▶ _Extracted material_:

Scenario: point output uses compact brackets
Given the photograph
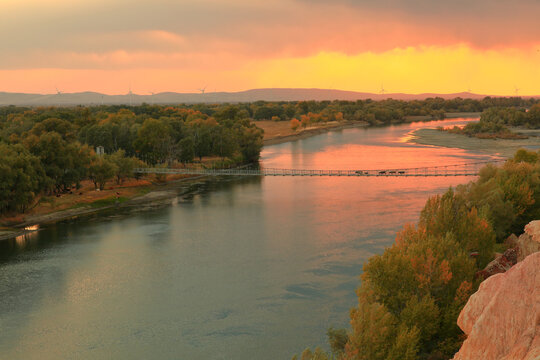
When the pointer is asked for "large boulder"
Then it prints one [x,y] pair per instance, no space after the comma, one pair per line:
[519,248]
[529,242]
[502,319]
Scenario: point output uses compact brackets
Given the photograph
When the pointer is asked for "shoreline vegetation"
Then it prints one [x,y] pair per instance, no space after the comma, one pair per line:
[500,131]
[132,136]
[411,295]
[148,190]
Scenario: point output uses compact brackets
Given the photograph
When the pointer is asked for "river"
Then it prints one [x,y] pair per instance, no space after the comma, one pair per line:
[248,268]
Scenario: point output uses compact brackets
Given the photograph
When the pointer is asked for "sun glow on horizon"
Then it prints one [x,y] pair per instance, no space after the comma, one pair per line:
[432,69]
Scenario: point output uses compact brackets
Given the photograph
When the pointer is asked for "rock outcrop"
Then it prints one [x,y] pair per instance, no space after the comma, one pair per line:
[519,248]
[502,319]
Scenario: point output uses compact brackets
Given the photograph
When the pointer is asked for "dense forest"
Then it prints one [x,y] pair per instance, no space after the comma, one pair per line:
[51,150]
[48,150]
[412,294]
[494,122]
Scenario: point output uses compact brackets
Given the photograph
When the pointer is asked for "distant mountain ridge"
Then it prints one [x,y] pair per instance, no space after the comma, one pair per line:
[277,94]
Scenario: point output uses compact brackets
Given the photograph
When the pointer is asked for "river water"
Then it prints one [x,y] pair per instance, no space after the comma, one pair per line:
[249,268]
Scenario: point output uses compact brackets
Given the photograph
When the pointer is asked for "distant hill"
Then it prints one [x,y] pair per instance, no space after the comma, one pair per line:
[278,94]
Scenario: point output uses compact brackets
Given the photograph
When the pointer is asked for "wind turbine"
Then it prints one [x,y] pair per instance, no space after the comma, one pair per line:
[130,96]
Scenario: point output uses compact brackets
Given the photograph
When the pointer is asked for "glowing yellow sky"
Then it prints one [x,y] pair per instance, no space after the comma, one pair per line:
[406,46]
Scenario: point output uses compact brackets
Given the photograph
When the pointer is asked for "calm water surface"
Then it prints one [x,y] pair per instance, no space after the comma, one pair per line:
[250,268]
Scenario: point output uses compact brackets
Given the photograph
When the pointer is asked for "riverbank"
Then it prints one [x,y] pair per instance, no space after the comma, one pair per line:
[146,194]
[279,132]
[146,191]
[500,147]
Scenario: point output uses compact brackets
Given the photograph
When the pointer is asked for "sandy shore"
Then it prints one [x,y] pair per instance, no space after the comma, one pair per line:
[275,133]
[158,195]
[501,147]
[313,131]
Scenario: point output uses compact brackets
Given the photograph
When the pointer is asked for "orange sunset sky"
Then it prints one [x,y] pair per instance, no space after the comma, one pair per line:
[413,46]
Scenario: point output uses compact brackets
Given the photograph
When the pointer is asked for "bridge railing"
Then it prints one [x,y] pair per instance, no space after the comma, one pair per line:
[464,169]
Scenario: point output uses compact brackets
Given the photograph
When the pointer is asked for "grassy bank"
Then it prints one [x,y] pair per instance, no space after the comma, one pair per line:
[502,147]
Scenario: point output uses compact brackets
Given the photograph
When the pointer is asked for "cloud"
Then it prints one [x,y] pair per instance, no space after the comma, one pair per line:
[257,29]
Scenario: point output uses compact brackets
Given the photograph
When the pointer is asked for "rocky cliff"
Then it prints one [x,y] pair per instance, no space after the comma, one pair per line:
[502,319]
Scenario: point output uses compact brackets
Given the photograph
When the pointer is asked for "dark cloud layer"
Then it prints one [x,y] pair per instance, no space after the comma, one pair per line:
[253,29]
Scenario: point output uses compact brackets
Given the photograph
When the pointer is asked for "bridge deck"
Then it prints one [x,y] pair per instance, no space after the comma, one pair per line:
[466,169]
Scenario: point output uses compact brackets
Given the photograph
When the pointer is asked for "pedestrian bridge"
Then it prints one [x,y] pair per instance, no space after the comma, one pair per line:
[463,169]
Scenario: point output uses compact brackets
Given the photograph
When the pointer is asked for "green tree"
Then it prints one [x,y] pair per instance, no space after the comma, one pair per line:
[153,141]
[101,170]
[21,178]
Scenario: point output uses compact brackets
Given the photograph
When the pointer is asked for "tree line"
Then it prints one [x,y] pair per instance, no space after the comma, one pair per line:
[51,150]
[411,295]
[494,122]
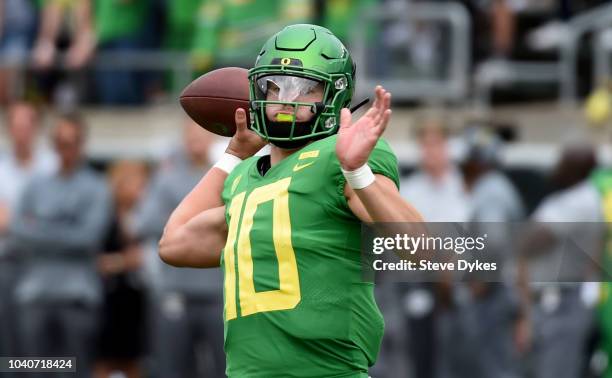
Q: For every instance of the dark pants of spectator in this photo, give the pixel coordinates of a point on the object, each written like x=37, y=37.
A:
x=121, y=86
x=9, y=272
x=560, y=336
x=189, y=337
x=475, y=336
x=59, y=329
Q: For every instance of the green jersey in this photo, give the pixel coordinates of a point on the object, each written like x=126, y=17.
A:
x=295, y=301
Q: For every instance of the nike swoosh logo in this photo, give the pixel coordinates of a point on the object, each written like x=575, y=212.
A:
x=297, y=167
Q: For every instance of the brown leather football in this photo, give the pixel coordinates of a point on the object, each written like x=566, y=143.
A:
x=211, y=100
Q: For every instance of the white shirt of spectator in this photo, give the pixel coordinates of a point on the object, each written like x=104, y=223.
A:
x=13, y=177
x=438, y=200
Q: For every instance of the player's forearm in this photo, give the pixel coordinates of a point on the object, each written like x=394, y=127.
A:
x=206, y=195
x=197, y=243
x=383, y=203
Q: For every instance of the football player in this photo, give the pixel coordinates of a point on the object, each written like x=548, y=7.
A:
x=285, y=227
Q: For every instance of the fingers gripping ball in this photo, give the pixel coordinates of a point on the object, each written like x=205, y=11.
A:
x=212, y=99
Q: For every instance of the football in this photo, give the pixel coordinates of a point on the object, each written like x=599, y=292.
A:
x=211, y=100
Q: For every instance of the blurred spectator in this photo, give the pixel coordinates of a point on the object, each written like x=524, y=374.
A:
x=116, y=34
x=436, y=190
x=340, y=16
x=189, y=301
x=16, y=167
x=181, y=25
x=232, y=32
x=58, y=226
x=563, y=309
x=124, y=323
x=17, y=28
x=65, y=26
x=65, y=21
x=477, y=330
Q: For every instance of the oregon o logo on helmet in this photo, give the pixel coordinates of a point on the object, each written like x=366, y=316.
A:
x=314, y=54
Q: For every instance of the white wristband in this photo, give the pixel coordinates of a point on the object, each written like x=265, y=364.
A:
x=227, y=163
x=360, y=177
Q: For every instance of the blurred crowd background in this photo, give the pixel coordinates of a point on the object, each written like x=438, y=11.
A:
x=501, y=114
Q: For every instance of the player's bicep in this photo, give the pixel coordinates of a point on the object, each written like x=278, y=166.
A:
x=357, y=206
x=198, y=243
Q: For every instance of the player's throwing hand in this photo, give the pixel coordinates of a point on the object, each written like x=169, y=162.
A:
x=356, y=140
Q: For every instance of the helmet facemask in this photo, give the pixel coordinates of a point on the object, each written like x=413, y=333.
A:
x=302, y=78
x=288, y=108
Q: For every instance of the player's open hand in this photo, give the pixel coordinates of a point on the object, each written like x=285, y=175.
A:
x=245, y=143
x=356, y=140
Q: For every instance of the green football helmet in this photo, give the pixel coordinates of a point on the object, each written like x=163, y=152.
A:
x=296, y=61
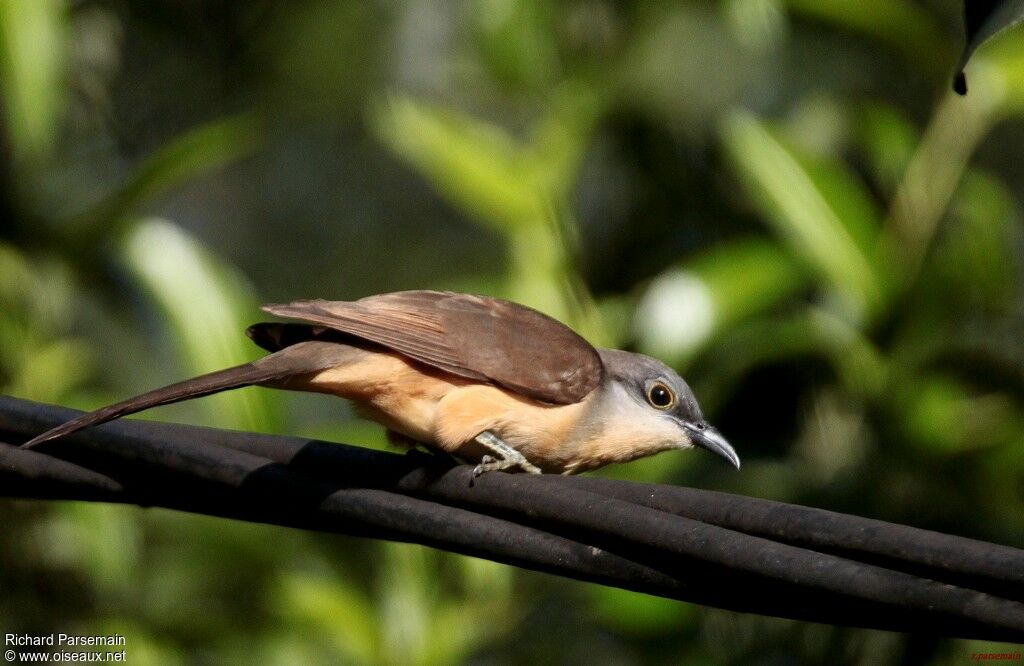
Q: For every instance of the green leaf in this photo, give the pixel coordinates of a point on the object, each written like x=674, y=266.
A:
x=982, y=22
x=196, y=152
x=475, y=165
x=902, y=24
x=34, y=44
x=684, y=307
x=888, y=140
x=207, y=306
x=341, y=612
x=820, y=211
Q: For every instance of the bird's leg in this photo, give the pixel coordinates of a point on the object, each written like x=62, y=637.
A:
x=505, y=456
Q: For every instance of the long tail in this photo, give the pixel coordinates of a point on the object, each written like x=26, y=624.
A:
x=298, y=360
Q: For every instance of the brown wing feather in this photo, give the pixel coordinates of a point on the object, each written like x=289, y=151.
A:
x=477, y=337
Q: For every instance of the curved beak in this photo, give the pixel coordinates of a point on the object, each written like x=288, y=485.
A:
x=710, y=439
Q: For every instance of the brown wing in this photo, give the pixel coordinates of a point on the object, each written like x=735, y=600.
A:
x=477, y=337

▶ _Problem to solve_: Write out only what runs from the line holding "Q: For every instance of the green leaf" through the last line of the records, exactly as shown.

▶ _Finished task_:
Q: For every instance of the green leaf in this photo, give the pixel coordinates of a point on the object, each written like x=674, y=266.
A:
x=982, y=22
x=196, y=152
x=475, y=165
x=902, y=24
x=34, y=44
x=684, y=307
x=888, y=140
x=207, y=306
x=341, y=612
x=820, y=211
Q: For every instance of the bird's leg in this photo, give the pixel coordinates of a point on the object, each written like x=62, y=637.
A:
x=505, y=456
Q: For every instance of the long tail in this photo, give the pixel coordinates of a point on the object, each written like x=26, y=624.
A:
x=298, y=360
Q: For every instance of the brown wing feather in this photo, give the pixel coordinates of a point on the object, each written like x=289, y=151.
A:
x=477, y=337
Q: For every instance of the curved beak in this photo, give the pixel coordinates of a point on the object, each written like x=288, y=485.
A:
x=710, y=439
Q: For every instance of the brown wing in this photo, give the pixel coordinates of a point on the object, each written like x=735, y=600.
A:
x=477, y=337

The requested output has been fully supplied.